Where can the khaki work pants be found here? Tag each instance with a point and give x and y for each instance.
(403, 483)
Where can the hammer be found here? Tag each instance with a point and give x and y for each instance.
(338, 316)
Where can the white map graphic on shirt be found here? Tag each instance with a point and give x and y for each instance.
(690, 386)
· · · · ·
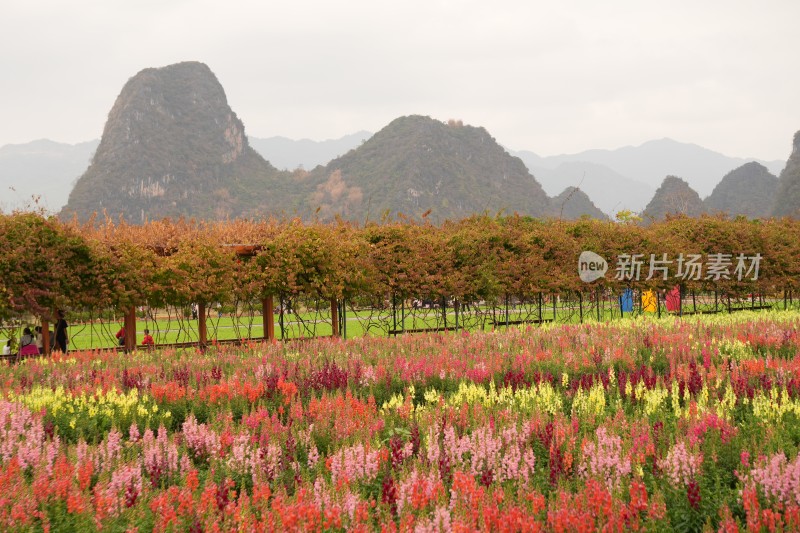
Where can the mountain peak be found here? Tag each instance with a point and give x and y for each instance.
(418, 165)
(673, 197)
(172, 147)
· · · · ·
▸ Problem to work on: From the items above, pull out each line that contains the string "here" and copy those lines in full.

▸ The response:
Where can the khaki work pants be found here? Tag each instance with a point and give x and y for each instance.
Where can the hammer be found here? Tag each instance with a point and give x and y for each instance.
Where can the white map graphic on shirt be found here? Tag each instance with a point and give x and y for each instance.
Where can the mountain peak be found here? Tag each instance with a point and give x and y for each instance.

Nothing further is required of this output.